» PASSAGE
◆ ◆ ◆ ◆ ◆ ◆ ◆
# Happy New year



## nealtw (Dec 31, 2014)

Let's make sure everyone gets home safe tonight.
And may next year be a good one.:trophy:


----------



## oldognewtrick (Dec 31, 2014)

:agree: and Thank-you to all the members who have spent their time here helping others with the problems they were having. Y'all make this a nice place to hang out and share the knowledge we've gathered over the years.

Wishing everyone a safe and happy holiday. And please, If you drink, don't drive and if you drive, don't drink.


----------



## inspectorD (Jan 1, 2015)

It's too funny... there goes another dollar into the swear Jar...:hide:


----------



## oldognewtrick (Jan 1, 2015)

inspectorD said:


> It's too funny... there goes another* $10* dollar into the swear Jar...:hide:



Fixed it for ya...we have to pay for increased health care costs this year...


----------



## frodo (Jan 1, 2015)

Happy new Year  ALL..I hope all your dreams and aspirations  come to fruition.
that every one on this site experiences good health and prosperity
All your families are healthy.  
                        Frodo   


OH YEAH?   that opens up a whole new realm of jokes and giggles


----------



## slownsteady (Jan 1, 2015)

Yeah. as funny as most of that stuff is, it's probably not a good idea.


----------



## nealtw (Jan 2, 2015)

Lock him up in pillories for using an acronym.
Stories have in old england they would lock people up in stockade for puplic viewing and wrote a label for the crime he commited like thief or what ever and some things were to long so they just wrote the acronym.(( for unlawfull carnel knowledge))


----------



## slownsteady (Jan 2, 2015)

Well, I'll be D.A.M.N.ed (Diabolical Acronym Mostly Nonexistent)


----------



## frodo (Jan 3, 2015)

slownsteady said:


> Well, I'll be D.A.M.N.ed (Diabolical Acronym Mostly Nonexistent)



that has been stoled


----------
◆ ◆ ◆ ◆ ◆ ◆ ◆
» GIVEN MATERIAL
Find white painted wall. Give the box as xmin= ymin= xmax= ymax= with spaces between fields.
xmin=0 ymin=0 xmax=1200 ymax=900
◆ ◆ ◆ ◆ ◆ ◆ ◆
» SET TASK 1
Translate this sentence from the New Year thread into Spanish: "Let's make sure everyone gets home safe tonight."
» SET TASK 2
According to the New Year thread, what does oldognewtrick say the swear jar money is needed for this year?

» COMPLETE RESPONSE 1
Asegurémonos de que todos lleguen a casa sanos y salvos esta noche.

» COMPLETE RESPONSE 2
To pay for increased health care costs.